What to produce ▸ Resume the opinion piece below on psychedelic agents in mental health treatment, continuing from its last sentence.

Selected passage ▸
=== Begin Enclosure ===

Opinion Leader: Psychedelic agents open up new therapeutic frontiers

Guest Contributor
June 29, 2022

By Dr. Marshall Ross

Dr. Marshall Ross is Chief Scientific Officer at The Newly Institute based in Calgary, a practising emergency physician, and a clinical lecturer in the Department of Emergency Medicine at the Cumming School of Medicine.

As we begin to “get over” COVID-19, another pandemic in the form of a mental health crisis continues to rage. Depression, anxiety, post-traumatic stress disorder and substance abuse are affecting more people than ever.

Sadly, many patients fail to respond to standard treatment. Fortunately, and mercifully, a new type of intervention is showing impressive results in research studies conducted at top-tier institutions, such as Johns Hopkins and Imperial College London.

Treatment modalities which incorporate psychedelics, especially psilocybin and MDMA (also known as molly or ecstasy) are proving to be effective in combatting a wide range of mental health disorders.

For example, a 2020 study conducted by Johns Hopkins’ Center for Psychedelic and Consciousness Research found that a majority of 24 adult participants suffering major depression showed an improvement in symptoms after two separate doses of psilocybin along with psychotherapy.

In another example, a 2021 phase III clinical trial, funded by the California-based Multidisciplinary Association for Psychedelic Studies, involved 91 patients suffering from severe post-traumatic stress disorder. Sixty-seven per cent of PTSD sufferers who had MDMA with an intensive course of psychotherapy no longer qualified for a PTSD diagnosis following the trial, compared with 32 per cent of those who received a placebo with psychotherapy. And 88 per cent of subjects in the MDMA group experienced a “clinically significant improvement” in symptoms.

Psychedelics can open otherwise restricted neural pathways, and thereby provide patients with new insights into their subconscious mind. Drugs like psilocybin can help patients better understand past trauma and, through a transformational experience, facilitate long-term healing. A psilocybin treatment is often reported to be extremely affecting, on par with the birth of a child or the death of a parent.

=== End Enclosure ===

Excerpted records ▸
=== Begin Enclosure ===

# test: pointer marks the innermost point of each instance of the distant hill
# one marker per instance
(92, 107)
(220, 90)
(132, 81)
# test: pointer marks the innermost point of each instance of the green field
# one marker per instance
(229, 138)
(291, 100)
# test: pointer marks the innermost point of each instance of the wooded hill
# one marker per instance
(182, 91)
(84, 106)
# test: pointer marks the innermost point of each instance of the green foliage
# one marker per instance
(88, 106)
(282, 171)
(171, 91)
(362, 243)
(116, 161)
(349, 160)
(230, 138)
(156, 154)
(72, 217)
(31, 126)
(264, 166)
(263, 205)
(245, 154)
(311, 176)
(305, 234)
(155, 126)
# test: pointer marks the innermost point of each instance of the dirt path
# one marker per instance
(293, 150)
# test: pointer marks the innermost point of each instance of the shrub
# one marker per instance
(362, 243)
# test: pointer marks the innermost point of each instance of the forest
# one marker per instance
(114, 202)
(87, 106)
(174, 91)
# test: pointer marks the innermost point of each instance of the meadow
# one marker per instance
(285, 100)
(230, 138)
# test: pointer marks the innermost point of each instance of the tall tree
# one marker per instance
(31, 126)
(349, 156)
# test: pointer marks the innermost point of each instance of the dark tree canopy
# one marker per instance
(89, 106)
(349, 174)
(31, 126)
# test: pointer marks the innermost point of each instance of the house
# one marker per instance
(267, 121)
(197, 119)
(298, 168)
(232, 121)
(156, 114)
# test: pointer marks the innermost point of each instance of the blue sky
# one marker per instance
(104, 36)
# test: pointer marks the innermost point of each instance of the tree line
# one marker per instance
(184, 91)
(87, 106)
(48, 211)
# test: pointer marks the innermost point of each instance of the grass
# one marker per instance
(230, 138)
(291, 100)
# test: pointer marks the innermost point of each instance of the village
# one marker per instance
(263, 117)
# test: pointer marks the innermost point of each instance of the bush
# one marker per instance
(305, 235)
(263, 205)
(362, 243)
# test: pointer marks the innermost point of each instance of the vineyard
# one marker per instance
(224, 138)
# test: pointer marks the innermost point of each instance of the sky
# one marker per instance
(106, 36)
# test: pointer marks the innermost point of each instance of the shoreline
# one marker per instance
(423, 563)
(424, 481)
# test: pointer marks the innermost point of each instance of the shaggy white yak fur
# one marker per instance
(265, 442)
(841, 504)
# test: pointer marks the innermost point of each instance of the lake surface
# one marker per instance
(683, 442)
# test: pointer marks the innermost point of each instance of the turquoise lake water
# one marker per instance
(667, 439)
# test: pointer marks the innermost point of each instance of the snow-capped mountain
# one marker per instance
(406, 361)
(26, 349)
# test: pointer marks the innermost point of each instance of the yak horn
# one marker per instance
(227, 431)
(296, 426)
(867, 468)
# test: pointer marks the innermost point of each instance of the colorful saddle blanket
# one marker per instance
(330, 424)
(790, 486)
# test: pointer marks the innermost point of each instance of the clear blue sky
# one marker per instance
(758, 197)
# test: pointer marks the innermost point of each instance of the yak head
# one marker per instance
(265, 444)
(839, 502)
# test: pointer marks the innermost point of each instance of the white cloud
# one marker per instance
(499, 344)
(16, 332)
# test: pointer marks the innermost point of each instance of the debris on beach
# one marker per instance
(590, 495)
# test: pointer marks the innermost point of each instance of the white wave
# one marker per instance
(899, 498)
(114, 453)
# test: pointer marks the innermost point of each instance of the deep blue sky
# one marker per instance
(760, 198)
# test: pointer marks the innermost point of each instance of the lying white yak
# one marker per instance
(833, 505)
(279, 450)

=== End Enclosure ===

Exercise response ▸
The full potential of these medications is only beginning to be understood by medical science.

Psychedelics, however, are not a panacea or magic bullet for all aspects of mental health. The efficacy of psychedelics has been shown only in controlled clinical settings, administered by healthcare professionals and accompanied by evidence-based psychotherapy.

Self-medicating with magic mushrooms will not improve a person’s mental health. It may, in fact, be harmful. In some patients, or at the wrong dosage, an otherwise safe medication like psilocybin can cause serotonin syndrome leading to seizures, coma, and even death. Similarly, psychedelics can sometimes precipitate life-long struggles with psychosis.

How do we ensure patients have access to much needed treatment while protecting them from harm?

Make physicians the “gatekeepers” for psychedelics

Simple decriminalization is not sufficient, because it does nothing to improve access to a clinical environment with the necessary healthcare professionals. Instead, we should make physicians the gatekeepers for psychedelics and support the science necessary to educate them in this role.

Public policy and government funding should focus on: (1) research; (2) the education of regulated health care professionals; and (3) providing the clinical infrastructure necessary to deliver, at scale, therapy incorporating psychedelics.

Firstly, we need to work towards allowing physicians to prescribe the necessary medications. The opening of Health Canada’s special access program to psychedelics was an important first step.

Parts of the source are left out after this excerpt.